When second grade students from Mary S. Black Elementary School were unable to travel to the Elko Museum for their annual field trip, Mrs. Sandra Olsen, one of the school’s teachers, decided to invite the Bureau of Land Management’s (BLM) Battle Mountain Field Office staff to visit and bring Smokey Bear and friends along. Smokey kicked off the afternoon’s activities and faced 81 students who had lots of hugs and questions such as:

How can Smokey get his belt on?
Can he dance and sing? (No, but Mrs. Olsen helped out by singing the Smokey Bear song.)
How old is he? (Almost 60 was the reply. Firefighters found him as a cub in tree that was located in a burned area and saved him.)
Students did know what Smokey’s messages were such as, “Do not EVER play with fire” and “Make sure campfires are out before leaving the area.”

“Kirby” wore a visitor badge and was featured next on the agenda. Kelly Winnepenninkx adopted him as a wild horse from the BLM nearly four years ago. Kelly answered as many questions as possible as one hand after another went up. “Does he wear horseshoes?” (No. He has range feet.) “Is he always calm?” (No, he can be moody and nervous just like people.) “Why is he named Kirby?” (Because he eats a lot like a vacuum cleaner quickly absorbs dust.) “How many horses do you (Kelly) have?” (Two was the reply and one student said that is better than none!) Kelly further explained that horses are like puppies and form a strong bond with their owners and, over time, a trusting relationship is formed. Students would always laugh when Kirby would whiny as his owner talked. Saying good-bye with a “whisper” clap and thank you, students headed inside for more presentations, class by class.

Christine Pontarolo, BLM Wild Horse and Burro Specialist, expanded on wild horse information. Students learned that horses were used to settle the West by homesteaders, miners, and others, and were left to run wild when no longer needed or useful. Wild Horse Annie successfully campaigned for legislation to protect wild horses. Today, Nevada BLM manages the largest population of the nation’s wild horses with nearly 102 Herd Management Areas (HMA). Arizona has the largest wild burro population. The BLM is responsible for assuring that the horses have enough food, water and living space.

- [DATASET RECORDS]:
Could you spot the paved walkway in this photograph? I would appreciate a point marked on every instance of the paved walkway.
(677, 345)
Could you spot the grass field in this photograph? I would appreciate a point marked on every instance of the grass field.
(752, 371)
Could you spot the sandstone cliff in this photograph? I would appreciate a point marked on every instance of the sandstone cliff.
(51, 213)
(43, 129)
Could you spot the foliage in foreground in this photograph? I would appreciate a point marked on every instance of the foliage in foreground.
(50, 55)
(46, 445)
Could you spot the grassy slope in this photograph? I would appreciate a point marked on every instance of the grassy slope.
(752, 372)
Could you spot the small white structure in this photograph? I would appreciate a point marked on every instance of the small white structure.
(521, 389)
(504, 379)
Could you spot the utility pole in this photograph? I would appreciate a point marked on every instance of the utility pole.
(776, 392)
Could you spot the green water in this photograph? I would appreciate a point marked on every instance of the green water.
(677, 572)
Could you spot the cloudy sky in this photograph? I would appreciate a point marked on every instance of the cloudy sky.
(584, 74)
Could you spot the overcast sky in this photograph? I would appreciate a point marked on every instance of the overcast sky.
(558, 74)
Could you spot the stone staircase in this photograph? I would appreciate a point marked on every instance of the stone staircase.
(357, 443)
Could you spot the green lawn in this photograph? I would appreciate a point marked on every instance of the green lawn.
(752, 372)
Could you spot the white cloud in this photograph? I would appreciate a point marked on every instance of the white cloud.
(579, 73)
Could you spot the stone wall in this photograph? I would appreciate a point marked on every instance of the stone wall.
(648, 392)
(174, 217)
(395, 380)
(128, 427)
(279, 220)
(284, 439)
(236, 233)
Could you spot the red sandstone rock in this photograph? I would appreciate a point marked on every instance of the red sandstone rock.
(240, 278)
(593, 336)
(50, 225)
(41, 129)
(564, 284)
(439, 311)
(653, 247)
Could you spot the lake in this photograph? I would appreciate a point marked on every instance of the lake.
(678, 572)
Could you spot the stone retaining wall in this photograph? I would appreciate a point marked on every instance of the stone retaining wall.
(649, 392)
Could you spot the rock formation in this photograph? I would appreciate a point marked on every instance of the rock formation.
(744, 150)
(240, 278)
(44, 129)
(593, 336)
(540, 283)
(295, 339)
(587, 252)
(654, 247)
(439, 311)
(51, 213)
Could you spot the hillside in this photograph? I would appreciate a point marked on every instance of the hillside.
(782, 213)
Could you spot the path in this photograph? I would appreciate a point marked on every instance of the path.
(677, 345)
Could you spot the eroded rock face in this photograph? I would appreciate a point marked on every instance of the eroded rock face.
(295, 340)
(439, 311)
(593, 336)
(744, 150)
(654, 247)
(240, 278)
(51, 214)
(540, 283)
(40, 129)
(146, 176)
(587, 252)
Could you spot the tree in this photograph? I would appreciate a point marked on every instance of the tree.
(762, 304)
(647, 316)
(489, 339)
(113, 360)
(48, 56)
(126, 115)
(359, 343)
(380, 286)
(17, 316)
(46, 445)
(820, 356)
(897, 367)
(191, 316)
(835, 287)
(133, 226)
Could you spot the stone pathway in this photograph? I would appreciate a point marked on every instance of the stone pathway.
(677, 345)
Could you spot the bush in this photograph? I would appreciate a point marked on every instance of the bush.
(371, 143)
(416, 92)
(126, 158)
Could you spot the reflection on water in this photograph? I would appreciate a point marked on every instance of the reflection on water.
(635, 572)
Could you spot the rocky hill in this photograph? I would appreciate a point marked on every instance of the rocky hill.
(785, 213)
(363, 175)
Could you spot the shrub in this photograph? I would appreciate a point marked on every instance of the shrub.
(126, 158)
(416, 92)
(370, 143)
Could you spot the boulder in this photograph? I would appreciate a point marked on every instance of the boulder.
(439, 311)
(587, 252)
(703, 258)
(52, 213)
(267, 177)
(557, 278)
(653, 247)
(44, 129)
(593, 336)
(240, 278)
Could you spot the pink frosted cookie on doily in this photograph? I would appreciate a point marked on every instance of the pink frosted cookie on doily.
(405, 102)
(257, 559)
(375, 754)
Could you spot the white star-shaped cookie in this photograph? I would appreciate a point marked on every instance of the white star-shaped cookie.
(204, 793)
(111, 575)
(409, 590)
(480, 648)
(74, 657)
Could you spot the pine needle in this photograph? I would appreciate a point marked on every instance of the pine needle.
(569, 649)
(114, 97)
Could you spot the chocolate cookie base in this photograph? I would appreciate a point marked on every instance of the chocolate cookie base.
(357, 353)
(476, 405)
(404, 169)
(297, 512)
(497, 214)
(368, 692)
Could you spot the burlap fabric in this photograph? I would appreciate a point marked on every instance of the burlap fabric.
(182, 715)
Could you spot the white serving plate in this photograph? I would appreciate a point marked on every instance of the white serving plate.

- [WHAT TO WORK ON]:
From the article about the BLM visit to Mary S. Black Elementary School, list every question the students asked Kelly Winnepenninkx about Kirby and his owner.

- [SOLUTION FOR THIS EXERCISE]:
- "Does he wear horseshoes?"
- "Is he always calm?"
- "Why is he named Kirby?"
- "How many horses do you (Kelly) have?"